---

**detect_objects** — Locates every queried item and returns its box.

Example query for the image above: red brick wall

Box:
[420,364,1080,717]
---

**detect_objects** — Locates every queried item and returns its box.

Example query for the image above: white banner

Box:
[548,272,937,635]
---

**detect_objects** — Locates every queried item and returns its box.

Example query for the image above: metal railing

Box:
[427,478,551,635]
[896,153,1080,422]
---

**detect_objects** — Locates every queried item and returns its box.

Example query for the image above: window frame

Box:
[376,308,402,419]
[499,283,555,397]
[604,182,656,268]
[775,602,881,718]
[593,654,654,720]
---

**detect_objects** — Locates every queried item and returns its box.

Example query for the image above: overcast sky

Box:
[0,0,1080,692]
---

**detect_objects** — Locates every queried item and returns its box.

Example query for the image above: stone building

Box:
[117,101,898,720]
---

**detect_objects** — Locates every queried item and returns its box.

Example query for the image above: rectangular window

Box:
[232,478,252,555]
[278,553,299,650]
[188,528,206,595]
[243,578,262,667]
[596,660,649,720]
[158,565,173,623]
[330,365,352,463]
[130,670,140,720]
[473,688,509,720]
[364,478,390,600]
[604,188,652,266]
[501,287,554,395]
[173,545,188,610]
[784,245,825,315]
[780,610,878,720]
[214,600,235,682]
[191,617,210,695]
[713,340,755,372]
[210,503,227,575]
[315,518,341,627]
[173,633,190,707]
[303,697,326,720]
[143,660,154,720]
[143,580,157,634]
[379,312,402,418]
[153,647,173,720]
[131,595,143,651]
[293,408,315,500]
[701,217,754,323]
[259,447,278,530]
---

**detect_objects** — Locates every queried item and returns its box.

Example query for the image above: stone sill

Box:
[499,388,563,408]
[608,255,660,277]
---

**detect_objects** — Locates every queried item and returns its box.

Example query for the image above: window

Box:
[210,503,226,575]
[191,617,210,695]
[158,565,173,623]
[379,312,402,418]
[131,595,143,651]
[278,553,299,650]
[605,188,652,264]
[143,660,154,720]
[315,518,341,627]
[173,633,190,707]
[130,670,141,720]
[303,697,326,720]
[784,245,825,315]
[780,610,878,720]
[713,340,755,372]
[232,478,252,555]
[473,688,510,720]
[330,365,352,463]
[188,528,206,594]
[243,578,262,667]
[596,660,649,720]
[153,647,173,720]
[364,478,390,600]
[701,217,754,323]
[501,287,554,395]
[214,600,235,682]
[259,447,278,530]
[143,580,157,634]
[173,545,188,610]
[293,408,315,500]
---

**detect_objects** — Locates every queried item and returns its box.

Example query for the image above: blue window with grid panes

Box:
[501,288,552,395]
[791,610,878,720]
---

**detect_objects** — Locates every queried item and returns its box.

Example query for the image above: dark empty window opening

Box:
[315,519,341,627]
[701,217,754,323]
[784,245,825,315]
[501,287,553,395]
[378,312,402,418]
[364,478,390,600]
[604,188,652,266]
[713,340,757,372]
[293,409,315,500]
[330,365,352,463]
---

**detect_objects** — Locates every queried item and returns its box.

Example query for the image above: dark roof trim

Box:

————

Output the full listing above verbatim, line for line, with no changes.

◆ Task solution:
---

**detect_objects** — Locates every queried item and returns its box.

Example query for the image above: red brick wall

Box:
[420,364,1080,717]
---

**detect_objects** — Locates every queried item and returns its box.

Example query for the image above: white banner

Box:
[548,272,937,635]
---

**detect_objects** — Locates every queried item and returns its box.

Example query for the image above: metal railing

Box:
[427,478,551,635]
[896,153,1080,422]
---

**detect_objects** — Locates every queried item and returns its box.

Example query for the image above: window frame

Box:
[376,308,402,419]
[499,283,555,397]
[604,182,656,268]
[775,602,881,718]
[593,654,654,720]
---

**detect_objects** — Locates every queried item and returns its box.

Example query for the image above: overcast sky

Box:
[0,0,1080,692]
---

**detect_objects** — Locates every queried item and returns its box.

Example query for the image above: stone building

Box:
[117,101,898,720]
---

**detect_objects** — Locates every queried item and returns its box.

Example query for the image above: rectangular window

Box:
[232,478,252,555]
[278,553,299,650]
[188,528,206,595]
[243,578,262,667]
[596,660,649,720]
[158,565,173,623]
[330,365,352,463]
[130,670,140,720]
[473,688,509,720]
[364,478,390,600]
[604,188,652,266]
[501,287,554,395]
[173,545,188,610]
[784,245,825,315]
[780,610,878,720]
[214,600,235,682]
[191,617,210,695]
[713,340,755,372]
[210,503,227,575]
[315,518,341,627]
[173,633,190,707]
[303,697,326,720]
[143,660,154,720]
[143,580,157,634]
[379,312,402,418]
[153,647,173,720]
[131,595,143,651]
[293,408,315,500]
[701,217,754,323]
[259,447,278,530]
---

**detect_objects** — Locates every queried item and returns its box.

Example query for the image above: stone sill

Box:
[499,388,563,408]
[608,255,660,277]
---

**detect_objects** — Locates every queried item and returns its box.

Example query for the image above: window

Box:
[210,503,226,575]
[191,617,210,695]
[158,565,173,623]
[379,312,402,418]
[131,595,143,651]
[278,553,299,650]
[605,188,652,264]
[143,660,154,720]
[315,518,341,627]
[173,633,190,707]
[130,670,141,720]
[303,697,326,720]
[784,245,825,315]
[780,610,878,720]
[713,340,755,372]
[232,478,252,555]
[473,688,510,720]
[330,365,352,463]
[188,528,206,594]
[243,578,262,667]
[596,660,649,720]
[153,647,173,720]
[364,478,390,600]
[701,217,754,323]
[501,287,554,395]
[214,600,235,682]
[259,447,278,530]
[143,580,157,634]
[173,545,188,610]
[293,408,315,500]
---

**detect_objects** — Locates every queried item and returns its box.

Example query for the image above: blue window with grid panes

Box:
[501,288,552,395]
[791,610,878,720]
---

**detect_objects** — Locates every queried item and returns its box.

Example query for the image above: dark empty window opening

Box:
[315,519,341,627]
[701,217,754,323]
[784,245,825,315]
[501,287,553,395]
[378,312,402,418]
[364,478,390,600]
[604,188,652,266]
[713,340,757,372]
[293,409,315,500]
[330,365,352,463]
---

**detect_objects** — Locates every queried item and returns its box.

Example query for the image above: dark roof trim

Box:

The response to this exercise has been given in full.